[Stored data entries]
______________________________

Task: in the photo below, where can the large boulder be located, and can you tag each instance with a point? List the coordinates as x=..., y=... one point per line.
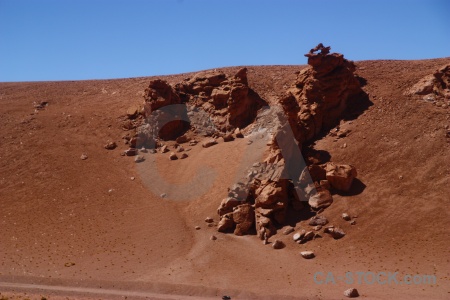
x=244, y=217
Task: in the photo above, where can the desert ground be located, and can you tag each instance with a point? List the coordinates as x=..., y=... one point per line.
x=93, y=229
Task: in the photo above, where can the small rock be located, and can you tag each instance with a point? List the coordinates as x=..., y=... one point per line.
x=298, y=235
x=130, y=152
x=110, y=146
x=238, y=133
x=335, y=232
x=132, y=112
x=277, y=244
x=228, y=137
x=182, y=139
x=209, y=143
x=139, y=159
x=346, y=217
x=164, y=149
x=318, y=220
x=288, y=230
x=351, y=293
x=307, y=254
x=308, y=236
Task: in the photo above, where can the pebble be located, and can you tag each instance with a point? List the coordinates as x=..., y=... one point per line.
x=346, y=217
x=139, y=159
x=307, y=254
x=173, y=156
x=277, y=244
x=351, y=293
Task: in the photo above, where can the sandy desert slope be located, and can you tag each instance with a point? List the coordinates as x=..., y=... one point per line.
x=87, y=224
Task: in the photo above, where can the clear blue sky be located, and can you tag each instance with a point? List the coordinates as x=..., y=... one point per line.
x=95, y=39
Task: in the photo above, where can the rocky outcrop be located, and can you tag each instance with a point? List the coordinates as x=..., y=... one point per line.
x=228, y=99
x=315, y=101
x=321, y=93
x=163, y=112
x=437, y=84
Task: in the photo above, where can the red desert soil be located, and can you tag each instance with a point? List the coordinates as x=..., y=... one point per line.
x=72, y=228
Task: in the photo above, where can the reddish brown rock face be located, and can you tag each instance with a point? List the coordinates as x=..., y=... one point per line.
x=321, y=93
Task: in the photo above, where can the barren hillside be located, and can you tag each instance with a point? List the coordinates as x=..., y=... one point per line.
x=99, y=227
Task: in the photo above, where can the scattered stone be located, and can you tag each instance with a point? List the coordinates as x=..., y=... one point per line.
x=139, y=159
x=238, y=133
x=325, y=184
x=180, y=149
x=335, y=232
x=228, y=137
x=132, y=112
x=131, y=152
x=244, y=217
x=318, y=220
x=307, y=254
x=110, y=146
x=298, y=235
x=226, y=223
x=164, y=149
x=209, y=143
x=321, y=199
x=277, y=244
x=307, y=237
x=346, y=217
x=340, y=176
x=288, y=230
x=351, y=293
x=182, y=139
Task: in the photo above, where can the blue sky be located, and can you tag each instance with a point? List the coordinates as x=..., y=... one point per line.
x=97, y=39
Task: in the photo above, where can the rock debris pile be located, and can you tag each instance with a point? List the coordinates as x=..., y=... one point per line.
x=215, y=105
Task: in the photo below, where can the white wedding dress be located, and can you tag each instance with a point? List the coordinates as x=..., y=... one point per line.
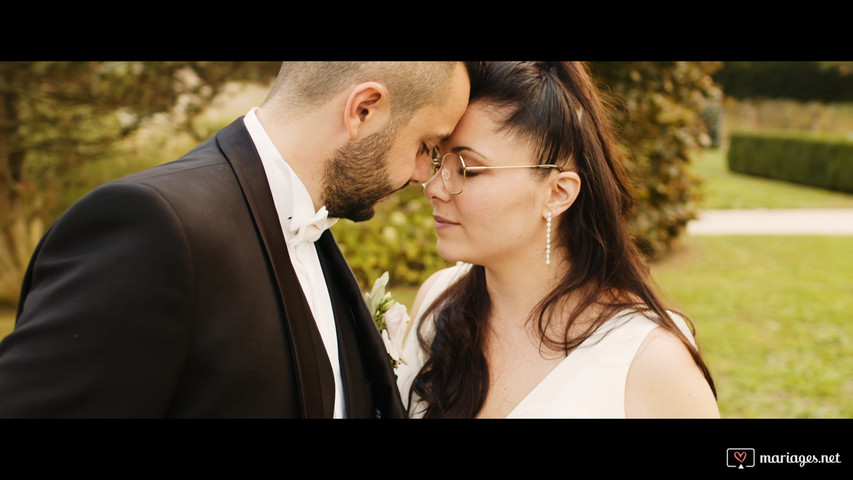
x=588, y=383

______________________________

WHAT THE TASK REQUIRES:
Pictures aside, retype the entries above exactly as they are.

OUTPUT OF THE TASK:
Task: in the photo below, where can the large boulder be located, and can you tag each instance with a point? List the coordinates as x=..., y=... one point per line.
x=244, y=217
Task: in the photo above, where can the desert ground be located, and can you tag each instance with a point? List the coordinates as x=..., y=... one point per line.
x=93, y=229
Task: in the photo above, where can the small rock be located, and can you tag each instance with a point? List the coordinates as x=..., y=... one point per line.
x=298, y=235
x=130, y=152
x=110, y=146
x=238, y=133
x=335, y=232
x=132, y=112
x=277, y=244
x=228, y=137
x=182, y=139
x=209, y=143
x=139, y=159
x=346, y=217
x=164, y=149
x=318, y=220
x=288, y=230
x=351, y=293
x=307, y=254
x=308, y=236
Task: in the photo above, where can the pebble be located, and can you tag each instance with a point? List the coordinates as x=..., y=... one point per line.
x=346, y=217
x=139, y=159
x=307, y=254
x=173, y=156
x=277, y=244
x=351, y=293
Task: in the photo above, where can the sandy desert slope be located, and can you tag each instance with a point? List the coordinates as x=..., y=... one point per line.
x=87, y=224
Task: in the photo above, where can the clear blue sky be located, and can you tag each instance with a point? List the coordinates as x=..., y=... one point per line.
x=95, y=39
Task: in the photo above, where can the rocky outcrop be located, and can you tag each instance with a point? List the coordinates as x=..., y=... one point per line.
x=228, y=99
x=315, y=101
x=321, y=93
x=163, y=112
x=437, y=84
Task: in the photo above, where can the red desert soil be located, and can you tag each instance with a point? List the coordinates as x=..., y=... one point per line.
x=72, y=228
Task: in the photo above, where can the reddish brown rock face be located, and can you tag each instance with a point? List the coordinates as x=..., y=... one point per line.
x=321, y=93
Task: in the photo above, where can the barren hillside be located, and can you tag each instance with a point? List the coordinates as x=..., y=... one point per line.
x=99, y=227
Task: in the photo above, where can the scattered stone be located, and can you tag each instance with a point? List the coordinates as x=..., y=... one point per line.
x=139, y=159
x=238, y=133
x=325, y=184
x=180, y=149
x=335, y=232
x=228, y=137
x=132, y=112
x=131, y=152
x=244, y=217
x=318, y=220
x=307, y=254
x=110, y=146
x=298, y=235
x=226, y=223
x=164, y=149
x=209, y=143
x=321, y=199
x=277, y=244
x=307, y=237
x=346, y=217
x=340, y=176
x=288, y=230
x=351, y=293
x=182, y=139
Task: in the photo above, where can the blue sky be located, and can you tag each instance with a point? List the coordinates as x=..., y=... one point per line.
x=97, y=39
Task: in the photo above, where can the rock debris pile be located, and can you tag each instance with a point? List the coordinates as x=..., y=... one point per line.
x=215, y=105
Task: in the photo below, where can the white wedding dress be located, and can you tag each instance with a point? List the coordinates as x=..., y=... one point per line.
x=588, y=383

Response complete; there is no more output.